Problem:
Leave out the images and repeat every entry below exactly.
BEGIN Data for review
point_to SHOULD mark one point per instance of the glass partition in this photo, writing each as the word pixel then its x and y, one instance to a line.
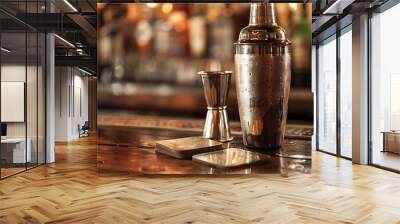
pixel 385 89
pixel 15 151
pixel 22 88
pixel 326 106
pixel 346 93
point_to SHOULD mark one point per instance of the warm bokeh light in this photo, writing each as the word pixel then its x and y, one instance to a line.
pixel 167 8
pixel 152 5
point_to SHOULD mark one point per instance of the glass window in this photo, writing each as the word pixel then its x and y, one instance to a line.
pixel 327 96
pixel 385 89
pixel 22 91
pixel 346 93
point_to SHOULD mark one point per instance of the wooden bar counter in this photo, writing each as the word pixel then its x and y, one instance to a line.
pixel 126 143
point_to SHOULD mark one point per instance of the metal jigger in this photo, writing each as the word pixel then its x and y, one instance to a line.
pixel 216 88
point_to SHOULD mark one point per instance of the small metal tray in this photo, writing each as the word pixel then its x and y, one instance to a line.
pixel 185 148
pixel 231 158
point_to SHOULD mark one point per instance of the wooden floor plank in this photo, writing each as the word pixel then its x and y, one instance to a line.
pixel 72 191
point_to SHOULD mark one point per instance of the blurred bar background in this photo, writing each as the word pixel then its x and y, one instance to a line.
END Data for review
Task solution:
point_to SHOULD mark one point per instance of the glass partition in this photo, writing each as the word pixel then its x and y, one instance to a line.
pixel 385 89
pixel 15 151
pixel 22 88
pixel 326 106
pixel 346 93
point_to SHOULD mark one point per instance of the warm bokeh light in this photo, writing each as the word pixel then its x and y, one instance to a line.
pixel 167 8
pixel 152 5
point_to SHOULD mark one point per instance of the glass window in this photo, writing each as the word pixel then its x and y, one instance to a line.
pixel 327 96
pixel 385 89
pixel 22 91
pixel 346 93
point_to SHOULD mark one point per instance of the wooden bar counter in this photo, writing each as the word pixel then its x and y, one instance to a line.
pixel 126 143
point_to SHOULD mark one point per instance of the metal jigger in this photo, writing each as the word pixel then its x and y, one instance to a line.
pixel 216 88
point_to SHOULD mark one point per instance of the small metal tray in this photo, writing each as the word pixel then its x and y, one instance to a line.
pixel 185 148
pixel 231 158
point_to SHOULD mark one point per instance of the wooden floor plank in this photo, writing each as the word pixel then its x and y, one instance to a line.
pixel 72 191
point_to SHOULD mark one point per instance of the blurred bar background in this photo, writing each as the word pixel then its x and y, one instance to a line.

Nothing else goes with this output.